EXTRACT PROVIDED —
Last Updated: 26 August 2014


IN THE HIGH COURT OF NEW ZEALAND TAURANGA REGISTRY




CRI-2011-070-7563

CRI-2012-070-1397 [2014] NZHC 1734

THE QUEEN



v



GARY JOHN READ


Hearing:
24 July 2014
Appearances:
TP Refoy-Butler for Crown
SNB Wimsett for Prisoner, on instructions from P Mabey QC
Re-sentence:
24 July 2014




RE-SENTENCING NOTES OF TOOGOOD J



































R v READ [2014] NZHC 1734 [24 July 2014]

[1] Mr Read: you may sit down. Although we have gone through a ritual as though you were being re-sentenced on all charges, that is not the way I propose to deal with this.

[2] I am sorry you have been inconvenienced by being brought here but, as you know, it is necessary for me to correct the error in your original sentence to avoid causing you an injustice. I need to explain why that is.

[3] On 9 August 2013, I sentenced you to terms of imprisonment on 70 counts of importing pseudoephedrine and other drug dealing and related offences.1 The total effective end sentence of 11 years’ imprisonment was made up of a combination of cumulative and concurrent sentences. On the importation charges, I sentenced you to eight years’ imprisonment on each charge, to be served concurrently; I directed that you should serve a minimum period of five years and three months’

imprisonment on those charges before being eligible for parole. I also sentenced you to three years’ imprisonment on one count of possessing methamphetamine for supply.

REQUEST 1 — Give every distinct date that appears in the re-sentencing notes.
REQUEST 2 — According to the re-sentencing notes, what minimum period did Read have to serve on the importation charges before being eligible for parole?

COLLECTED DATA —
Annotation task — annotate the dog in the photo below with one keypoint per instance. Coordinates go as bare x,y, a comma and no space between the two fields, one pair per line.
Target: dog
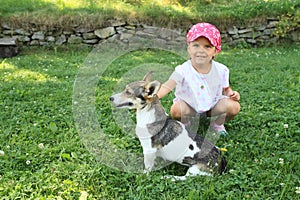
161,136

FINAL ANSWER 1 —
26 August 2014
24 July 2014
9 August 2013

FINAL ANSWER 2 — Five years and three months' imprisonment.